— START Data to process —

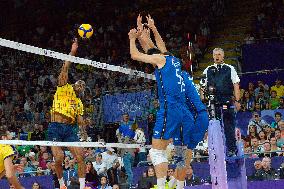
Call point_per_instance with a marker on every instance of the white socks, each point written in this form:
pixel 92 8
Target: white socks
pixel 82 183
pixel 180 184
pixel 161 183
pixel 61 182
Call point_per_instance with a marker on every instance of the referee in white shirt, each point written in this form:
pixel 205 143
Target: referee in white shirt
pixel 226 82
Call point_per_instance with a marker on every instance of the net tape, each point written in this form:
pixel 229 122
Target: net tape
pixel 66 57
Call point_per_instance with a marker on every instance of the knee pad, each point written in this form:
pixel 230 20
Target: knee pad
pixel 180 156
pixel 158 156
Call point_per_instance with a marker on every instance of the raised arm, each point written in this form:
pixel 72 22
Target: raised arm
pixel 144 37
pixel 159 41
pixel 63 76
pixel 10 173
pixel 157 60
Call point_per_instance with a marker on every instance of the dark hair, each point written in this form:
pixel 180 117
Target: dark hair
pixel 152 51
pixel 93 171
pixel 3 130
pixel 278 113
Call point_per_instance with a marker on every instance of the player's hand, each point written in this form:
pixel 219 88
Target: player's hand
pixel 151 23
pixel 74 47
pixel 139 23
pixel 145 33
pixel 19 168
pixel 133 34
pixel 237 105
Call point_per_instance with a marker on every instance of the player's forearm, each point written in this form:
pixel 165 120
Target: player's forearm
pixel 14 181
pixel 159 41
pixel 237 91
pixel 146 44
pixel 2 174
pixel 67 64
pixel 133 50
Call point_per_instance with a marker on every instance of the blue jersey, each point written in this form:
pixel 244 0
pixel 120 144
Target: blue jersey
pixel 193 100
pixel 171 87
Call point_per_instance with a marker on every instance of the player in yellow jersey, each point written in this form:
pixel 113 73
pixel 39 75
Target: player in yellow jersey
pixel 66 117
pixel 7 154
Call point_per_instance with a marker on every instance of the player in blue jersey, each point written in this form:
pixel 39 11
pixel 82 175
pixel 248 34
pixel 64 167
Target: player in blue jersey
pixel 173 111
pixel 191 136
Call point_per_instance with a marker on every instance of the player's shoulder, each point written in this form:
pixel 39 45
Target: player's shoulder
pixel 211 67
pixel 229 66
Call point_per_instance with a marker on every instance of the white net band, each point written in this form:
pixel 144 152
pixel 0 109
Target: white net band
pixel 66 57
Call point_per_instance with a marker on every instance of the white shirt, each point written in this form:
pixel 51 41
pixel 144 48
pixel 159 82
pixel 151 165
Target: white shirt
pixel 108 159
pixel 234 76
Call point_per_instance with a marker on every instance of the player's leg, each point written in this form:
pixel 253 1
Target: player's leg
pixel 165 126
pixel 59 158
pixel 78 154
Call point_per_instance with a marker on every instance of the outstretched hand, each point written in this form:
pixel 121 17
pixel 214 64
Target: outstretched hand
pixel 19 168
pixel 74 47
pixel 139 23
pixel 133 34
pixel 151 23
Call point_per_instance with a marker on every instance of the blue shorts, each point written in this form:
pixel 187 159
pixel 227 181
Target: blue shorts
pixel 61 132
pixel 195 135
pixel 172 119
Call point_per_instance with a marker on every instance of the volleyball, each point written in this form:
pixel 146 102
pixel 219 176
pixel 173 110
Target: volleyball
pixel 85 31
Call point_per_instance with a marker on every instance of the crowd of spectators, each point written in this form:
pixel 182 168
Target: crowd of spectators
pixel 28 83
pixel 262 97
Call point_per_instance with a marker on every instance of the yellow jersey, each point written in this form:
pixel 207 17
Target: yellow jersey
pixel 66 102
pixel 5 152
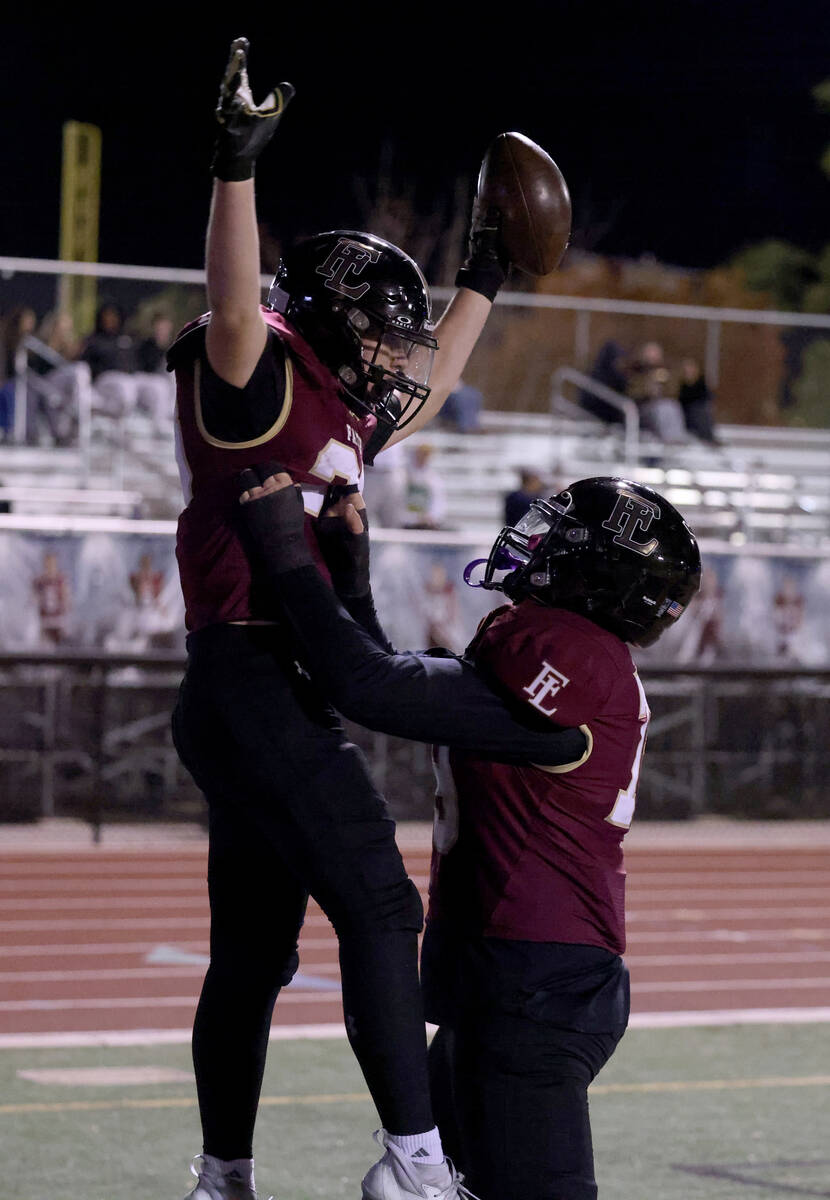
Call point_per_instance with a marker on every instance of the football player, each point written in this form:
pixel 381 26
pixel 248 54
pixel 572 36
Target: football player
pixel 522 965
pixel 338 357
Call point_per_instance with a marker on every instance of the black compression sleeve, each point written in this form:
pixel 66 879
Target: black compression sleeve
pixel 361 609
pixel 409 695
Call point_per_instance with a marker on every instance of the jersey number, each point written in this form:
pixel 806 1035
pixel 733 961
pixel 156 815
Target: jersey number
pixel 623 813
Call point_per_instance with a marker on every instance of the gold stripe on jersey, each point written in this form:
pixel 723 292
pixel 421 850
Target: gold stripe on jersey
pixel 256 442
pixel 571 766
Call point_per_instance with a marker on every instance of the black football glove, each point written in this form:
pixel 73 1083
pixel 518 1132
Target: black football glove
pixel 244 129
pixel 275 522
pixel 346 553
pixel 487 263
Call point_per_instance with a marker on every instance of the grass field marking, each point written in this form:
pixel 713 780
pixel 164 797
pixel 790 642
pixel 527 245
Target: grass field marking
pixel 737 1175
pixel 711 1085
pixel 184 1102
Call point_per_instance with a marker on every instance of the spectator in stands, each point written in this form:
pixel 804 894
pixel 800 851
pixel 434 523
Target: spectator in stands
pixel 517 503
pixel 696 400
pixel 18 324
pixel 660 412
pixel 425 491
pixel 461 411
pixel 64 383
pixel 110 354
pixel 52 595
pixel 120 385
pixel 612 369
pixel 156 385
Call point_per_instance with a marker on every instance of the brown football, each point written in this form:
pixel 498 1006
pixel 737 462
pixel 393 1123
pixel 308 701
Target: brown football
pixel 519 179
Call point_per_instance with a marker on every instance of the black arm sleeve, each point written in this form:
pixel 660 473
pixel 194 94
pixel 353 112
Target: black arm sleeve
pixel 361 609
pixel 410 695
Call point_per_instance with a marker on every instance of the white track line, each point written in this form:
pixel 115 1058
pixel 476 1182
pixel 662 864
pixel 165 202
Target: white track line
pixel 755 913
pixel 145 1002
pixel 188 970
pixel 156 971
pixel 300 1032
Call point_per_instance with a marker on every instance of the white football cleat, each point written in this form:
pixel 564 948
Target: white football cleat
pixel 218 1187
pixel 397 1176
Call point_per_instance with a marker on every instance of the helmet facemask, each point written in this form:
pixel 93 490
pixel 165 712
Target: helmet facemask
pixel 636 589
pixel 364 307
pixel 391 372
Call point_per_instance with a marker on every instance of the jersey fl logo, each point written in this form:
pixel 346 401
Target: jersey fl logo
pixel 547 684
pixel 632 514
pixel 348 258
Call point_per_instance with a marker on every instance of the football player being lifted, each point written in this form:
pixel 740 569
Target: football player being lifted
pixel 521 965
pixel 343 354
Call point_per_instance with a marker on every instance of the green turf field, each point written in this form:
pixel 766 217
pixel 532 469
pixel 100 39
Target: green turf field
pixel 739 1113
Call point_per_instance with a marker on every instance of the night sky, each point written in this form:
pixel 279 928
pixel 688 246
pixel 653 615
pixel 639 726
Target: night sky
pixel 685 129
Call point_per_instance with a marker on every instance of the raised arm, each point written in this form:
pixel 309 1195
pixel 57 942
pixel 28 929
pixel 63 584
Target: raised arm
pixel 457 331
pixel 413 696
pixel 236 331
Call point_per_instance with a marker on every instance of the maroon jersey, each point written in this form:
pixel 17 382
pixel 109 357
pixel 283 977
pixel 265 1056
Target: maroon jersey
pixel 535 853
pixel 302 424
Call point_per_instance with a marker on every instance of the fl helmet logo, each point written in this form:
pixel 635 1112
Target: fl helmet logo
pixel 347 259
pixel 632 515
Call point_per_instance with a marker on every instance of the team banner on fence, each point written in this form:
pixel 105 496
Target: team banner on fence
pixel 114 591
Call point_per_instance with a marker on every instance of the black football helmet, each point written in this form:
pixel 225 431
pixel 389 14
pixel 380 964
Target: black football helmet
pixel 608 549
pixel 364 307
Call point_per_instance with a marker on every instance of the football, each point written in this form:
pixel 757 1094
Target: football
pixel 519 179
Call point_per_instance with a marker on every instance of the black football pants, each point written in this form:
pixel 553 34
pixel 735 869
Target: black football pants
pixel 293 811
pixel 523 1030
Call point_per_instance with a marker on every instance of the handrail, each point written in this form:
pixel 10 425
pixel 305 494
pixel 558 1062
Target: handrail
pixel 623 403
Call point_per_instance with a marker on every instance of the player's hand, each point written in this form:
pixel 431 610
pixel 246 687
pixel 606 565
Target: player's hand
pixel 274 517
pixel 244 129
pixel 343 538
pixel 487 263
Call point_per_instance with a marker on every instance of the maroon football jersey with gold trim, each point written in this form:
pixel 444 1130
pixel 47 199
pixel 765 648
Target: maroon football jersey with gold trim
pixel 313 436
pixel 536 853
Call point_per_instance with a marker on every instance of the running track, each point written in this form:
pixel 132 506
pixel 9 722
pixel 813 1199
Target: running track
pixel 112 940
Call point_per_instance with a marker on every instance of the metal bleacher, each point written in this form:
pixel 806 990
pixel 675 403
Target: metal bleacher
pixel 761 484
pixel 769 485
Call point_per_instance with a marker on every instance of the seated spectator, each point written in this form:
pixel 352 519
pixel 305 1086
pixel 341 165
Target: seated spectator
pixel 696 400
pixel 660 412
pixel 611 367
pixel 156 387
pixel 110 354
pixel 462 408
pixel 17 325
pixel 62 383
pixel 425 491
pixel 517 503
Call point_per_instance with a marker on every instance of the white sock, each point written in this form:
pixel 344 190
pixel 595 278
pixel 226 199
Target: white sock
pixel 234 1168
pixel 421 1147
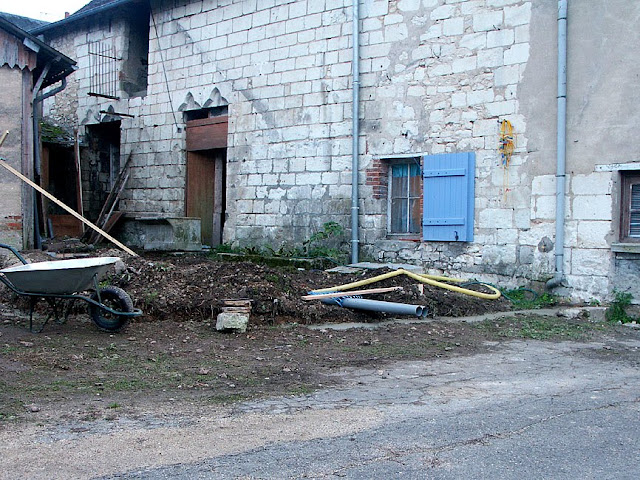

— END Data to process —

Reproduce verbatim the lines of the records starting at the line that contains "football helmet, each" and ending at the end of the records, leaving out any pictures.

Call point_per_instance with a marker on every instance of the black football helmet, each point written in this form:
pixel 225 431
pixel 389 14
pixel 380 964
Target: black football helmet
pixel 608 549
pixel 364 307
Call point_per_instance with a marker on every instance of the football, each point written in this form:
pixel 757 1094
Target: football
pixel 519 179
Call point_per_instance with a marker on every instance of the black football pants, each point written in this form:
pixel 553 34
pixel 735 869
Target: black football pants
pixel 293 811
pixel 523 1030
Call point_per_instance with a marker on every instance of the handrail, each point written in this form:
pixel 10 425
pixel 305 494
pixel 558 1062
Target: handrail
pixel 623 403
Call point_per_instance with a marker on every instance of the player's hand, each point written in this form:
pixel 431 610
pixel 246 687
pixel 606 565
Target: player's hand
pixel 274 517
pixel 244 129
pixel 343 538
pixel 487 263
Call point_per_instance with a marker on every instance of the maroon football jersey with gold trim, each point written in this form:
pixel 444 1130
pixel 47 199
pixel 765 648
Target: maroon football jersey with gold trim
pixel 313 436
pixel 536 853
Call point_per_instance with a marker on every instance of the running track, each point written in this form:
pixel 132 506
pixel 9 722
pixel 813 1199
Target: running track
pixel 112 940
Call point_per_instance with a marker on every instance of the metal bleacher, each point written in this form:
pixel 806 990
pixel 675 403
Target: metal bleacher
pixel 761 484
pixel 769 485
Call point_per_instance with a marker on every instance of the seated spectator, each point written in this form:
pixel 352 519
pixel 305 1086
pixel 341 165
Target: seated spectator
pixel 696 400
pixel 660 412
pixel 611 367
pixel 156 387
pixel 110 354
pixel 462 408
pixel 17 325
pixel 62 383
pixel 425 491
pixel 517 503
Call point_per_instance with a marker on every instance of the white sock, each point written in this form:
pixel 344 190
pixel 595 278
pixel 226 199
Target: white sock
pixel 234 1168
pixel 421 1147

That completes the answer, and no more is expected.